#### Data supplied
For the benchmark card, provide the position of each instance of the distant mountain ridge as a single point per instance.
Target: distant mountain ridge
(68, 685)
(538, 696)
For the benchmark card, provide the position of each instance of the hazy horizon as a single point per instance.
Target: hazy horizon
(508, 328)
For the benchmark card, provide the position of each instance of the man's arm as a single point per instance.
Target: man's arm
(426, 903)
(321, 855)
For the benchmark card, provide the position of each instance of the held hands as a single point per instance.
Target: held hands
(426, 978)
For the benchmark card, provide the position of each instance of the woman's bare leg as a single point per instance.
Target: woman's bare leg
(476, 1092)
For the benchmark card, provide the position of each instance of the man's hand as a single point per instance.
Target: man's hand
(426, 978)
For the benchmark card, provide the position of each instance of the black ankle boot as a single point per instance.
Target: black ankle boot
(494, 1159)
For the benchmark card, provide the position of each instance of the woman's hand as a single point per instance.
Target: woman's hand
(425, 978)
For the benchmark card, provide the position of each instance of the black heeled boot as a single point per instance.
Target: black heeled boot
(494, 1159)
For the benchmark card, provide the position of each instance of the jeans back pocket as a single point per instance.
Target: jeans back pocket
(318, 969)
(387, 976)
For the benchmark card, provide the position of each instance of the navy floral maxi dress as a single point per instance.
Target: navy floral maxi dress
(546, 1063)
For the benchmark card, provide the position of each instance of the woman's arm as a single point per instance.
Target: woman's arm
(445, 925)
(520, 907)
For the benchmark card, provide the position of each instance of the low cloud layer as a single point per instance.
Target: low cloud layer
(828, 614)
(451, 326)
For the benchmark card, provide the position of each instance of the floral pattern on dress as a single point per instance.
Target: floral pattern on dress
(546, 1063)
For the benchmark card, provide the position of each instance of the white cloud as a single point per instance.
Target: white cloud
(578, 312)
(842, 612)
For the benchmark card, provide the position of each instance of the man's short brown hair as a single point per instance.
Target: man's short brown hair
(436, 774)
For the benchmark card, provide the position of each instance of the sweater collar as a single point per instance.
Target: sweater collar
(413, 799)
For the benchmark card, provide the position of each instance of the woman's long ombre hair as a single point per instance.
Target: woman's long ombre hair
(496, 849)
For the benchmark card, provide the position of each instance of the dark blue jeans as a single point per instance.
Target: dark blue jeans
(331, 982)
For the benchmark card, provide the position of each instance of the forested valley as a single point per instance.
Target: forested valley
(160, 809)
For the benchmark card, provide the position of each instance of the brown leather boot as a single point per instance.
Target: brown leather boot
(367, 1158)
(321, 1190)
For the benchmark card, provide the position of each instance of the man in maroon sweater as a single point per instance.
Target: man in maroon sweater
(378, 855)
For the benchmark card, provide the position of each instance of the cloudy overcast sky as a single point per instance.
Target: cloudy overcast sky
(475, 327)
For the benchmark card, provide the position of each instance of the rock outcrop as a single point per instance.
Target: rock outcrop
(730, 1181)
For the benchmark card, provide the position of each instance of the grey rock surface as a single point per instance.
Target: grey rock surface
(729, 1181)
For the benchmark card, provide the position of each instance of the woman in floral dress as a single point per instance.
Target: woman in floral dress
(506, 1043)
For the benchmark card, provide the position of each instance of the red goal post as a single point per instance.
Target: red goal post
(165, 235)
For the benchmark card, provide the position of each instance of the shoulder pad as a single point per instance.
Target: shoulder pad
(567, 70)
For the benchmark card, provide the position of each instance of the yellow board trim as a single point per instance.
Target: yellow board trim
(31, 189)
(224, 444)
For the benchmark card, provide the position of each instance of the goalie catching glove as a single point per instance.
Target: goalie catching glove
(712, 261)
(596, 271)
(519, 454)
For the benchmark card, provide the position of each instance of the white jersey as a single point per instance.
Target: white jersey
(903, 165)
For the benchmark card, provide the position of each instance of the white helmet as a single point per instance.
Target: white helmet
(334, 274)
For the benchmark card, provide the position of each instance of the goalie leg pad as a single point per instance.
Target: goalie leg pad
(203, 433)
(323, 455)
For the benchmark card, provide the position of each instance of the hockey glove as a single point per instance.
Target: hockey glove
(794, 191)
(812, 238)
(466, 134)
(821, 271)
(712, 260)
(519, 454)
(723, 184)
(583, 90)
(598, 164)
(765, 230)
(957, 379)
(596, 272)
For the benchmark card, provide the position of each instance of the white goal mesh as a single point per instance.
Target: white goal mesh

#### Stated problem
Reproduce every line from the start of the items down to the line containing "(476, 1092)", including that line, and shift each point coordinate by -88.

#### Answer to the task
For the benchmark card, provide the position of each instance of the distant mountain ridge as a single point per instance.
Target: distant mountain ridge
(-20, 597)
(450, 608)
For the benchmark card, provide the position of each instance of the hazy horizon as a single point per instance.
Target: hazy horizon
(420, 240)
For the benchmark card, provide the position of each instance of the man's arm as a single point per instance.
Target: man's arm
(338, 815)
(233, 767)
For the benchmark card, provide the position of each instance of the held hands as a single point per instance.
Target: held hands
(338, 890)
For the benchmark card, provide the position of each instance of the woman's bare leg as a single point per instance.
Target: woman's bare leg
(388, 1004)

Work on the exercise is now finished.